▶ [PASSAGE]:
========================
Yet in the case of the Abrams tank, there’s a bipartisan push to spend an extra $436 million on a weapon the experts explicitly say is not needed.
“If we had our choice, we would use that money in a different way,” Gen. Ray Odierno, the Army’s chief of staff, said this past week.
Why are the tank dollars still flowing? Politics.
Keeping the Abrams production line rolling protects businesses and good paying jobs in congressional districts where the tank’s many suppliers are located.
If there’s a home of the Abrams, it’s politically important Ohio. The nation’s only tank plant is in Lima. So it’s no coincidence that the champions for more tanks are Rep. Jim Jordan and Sen. Rob Portman, two of Capitol’s Hill most prominent deficit hawks, as well as Democratic Sen. Sherrod Brown. They said their support is rooted in protecting national security, not in pork-barrel politics.
“The one area where we are supposed to spend taxpayer money is in defense of the country,” said Jordan, whose district in the northwest part of the state includes the tank plant.
The Abrams dilemma underscores the challenge that Defense Secretary Chuck Hagel faces as he seeks to purge programs that the military considers unnecessary or too expensive in order to ensure there’s enough money for essential operations, training and equipment.
Hagel, a former repugican senator from Nebraska, faces a daunting task in persuading members of Congress to eliminate or scale back projects favored by constituents.
Federal budgets are always peppered with money for pet projects. What sets the Abrams example apart is the certainty of the Army’s position.
Sean Kennedy, director of research for the nonpartisan Citizens Against Government Waste, said Congress should listen when one of the military services says no to more equipment.
“When an institution as risk averse as the Defense Department says they have enough tanks, we can probably believe them,” Kennedy said.
Congressional backers of the Abrams upgrades view the vast network of companies, many of them small businesses, that manufacture the tanks’ materials and parts as a critical asset that has to be preserved. The money, they say, is a modest investment that will keep important tooling and manufacturing skills from being lost if the Abrams line were to be shut down.
The Lima plant is a study in how federal dollars affect local communities, which in turn hold tight to the federal dollars. The facility is owned by the federal government but operated by the land systems division of General Dynamics, a major defense contractor that spent close to $11 million last year on lobbying, according to the nonpartisan Center for Responsive Politics.
The plant is Lima’s fifth-largest employer with close to 700 employees, down from about 1,100 just a few years ago, according to Mayor David Berger. But the facility is still crucial to the local economy. “All of those jobs and their spending activity in the community and the company’s spending probably have about a $100 million impact annually,” Berger said.
Jordan, a House conservative leader who has pushed for deep reductions in federal spending, supported the automatic cuts known as the sequester that require $42 billion to be shaved from the Pentagon’s budget by the end of September. The military also has to absorb a $487 billion reduction in defense spending over the next 10 years, as required by the Budget Control Act passed in 2011.
========================
▶ [WRITTEN INSTRUCTION 1]: Copy out all of the records below, requests included. Shift every coordinate in the answers by adding 28 to each number.
========================
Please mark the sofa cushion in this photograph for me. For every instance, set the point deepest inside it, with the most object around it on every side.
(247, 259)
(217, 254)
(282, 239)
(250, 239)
========================
▶ [WRITTEN INSTRUCTION 2]: According to the article on Abrams tank funding, how many employees does the Lima plant have?

▶ [FULL ANSWER 1]:
Please mark the sofa cushion in this photograph for me. For every instance, set the point deepest inside it, with the most object around it on every side.
(275, 287)
(245, 282)
(310, 267)
(278, 267)

▶ [FULL ANSWER 2]: Close to 700 employees.